[Text]
※

Our eager lake neighbors refuse to give us space.

Reinventing23 writes:

My husband and I have a lake home. We've been there for almost 4 years. In that time, we've become good friends with a few other households on our corner of the lake. Some of our group is quite outgoing, always meeting new people in our lake community and being welcoming, including us. Everyone's awesome, but one couple has become problematic.

Last year we met Roger and Helene, who have a seasonal cottage on a different part of the lake. They're around on weekends. They check in with us/our friend group when in town or stop by unannounced. This is fine.

What's hard is they want to get together all of the time and don't seem to accept it when we tell them we're busy. They get in their boat, drive over to our area, and anchor straight in front of our properties. It makes everyone uncomfortable. They'll stay there for an hour or more. If we're working in the yard, they'll repeatedly go by, telling us to quit working and join them.

Other times, when at the campfire, they'll dock their boat at one of our docks, then join us at the fire without an invitation. They'll also drive or walk over from their place to check up on us, even after being told we're not available.

When we're in our boat, they'll drive theirs over and say "Let's tie up the boats" so we can hang out on the water together. Normally, it's fine, except when we're hosting guests. We've struggled with how to say no.

My husband and I would never say "Let's tie up" to other boaters. We would swing by, say hello, then see if we're invited. If not, we move along. That's protocol, but it's lost on Roger and Helene.

Recently, out-of-town friends who have been to the lake a few times declined our invitation to visit, citing that they don't like the visits being interrupted by the neighbors, specifically Roger and Helene.

Our core friend group is very respectful about visitors, so we knew who was the issue. Our corner of the lake complains about these two all the time and has struggled with how to handle their constant orbiting. Having a visit invitation turned down because of them made me extra annoyed.

So, 2 weeks ago we were on our pontoon with friends when Roger and Helene showed up and said, "Let's tie up!" We'd already told them we were busy via text when they checked in. But apparently, they just couldn't resist coming out when they saw us. Being extra annoyed, I finally spoke up, "Sorry, we're good. We're entertaining. We'll have to get together another time."

Later, I got an angry text from Helene. She said I was rude and embarrassed them. I texted back saying I was sorry they felt that way, but they needed to respect when we're busy, and that at times my husband and I felt stalked.

Haven't heard from them since. A couple of our core friends say I shouldn't have said anything; that their stalking isn't a big deal, they're nice... This is surprising and upsetting me. I thought they'd understand why I spoke up, plus I didn't drag any of them into it. Am I wrong? AITA?

OP responded to some comments:

tatersprout says:

NTA (Not the A%#$ole). You didn't embarrass them. They embarrassed themselves. And it sounds like your other neighbors feel free to talk behind their backs. All you did was politely enforce a boundary that was getting stomped on.

※

[Goal] Update the stretch of the lake neighbors post from "Last year we" through "This is fine." so that "summer cabin" takes the place of "seasonal cottage".

Saved entries
※

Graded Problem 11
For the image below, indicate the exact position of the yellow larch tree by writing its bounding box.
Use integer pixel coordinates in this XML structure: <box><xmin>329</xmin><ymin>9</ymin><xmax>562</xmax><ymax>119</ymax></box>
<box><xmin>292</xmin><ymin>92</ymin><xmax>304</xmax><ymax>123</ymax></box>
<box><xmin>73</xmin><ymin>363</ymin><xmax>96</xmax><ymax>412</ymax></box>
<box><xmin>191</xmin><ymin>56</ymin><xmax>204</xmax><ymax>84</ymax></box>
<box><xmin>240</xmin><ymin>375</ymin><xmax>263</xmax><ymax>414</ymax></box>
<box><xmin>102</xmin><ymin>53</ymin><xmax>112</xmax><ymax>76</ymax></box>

※

[Written solution]
Last year we met Roger and Helene, who have a summer cabin on a different part of the lake. They're around on weekends. They check in with us/our friend group when in town or stop by unannounced. This is fine.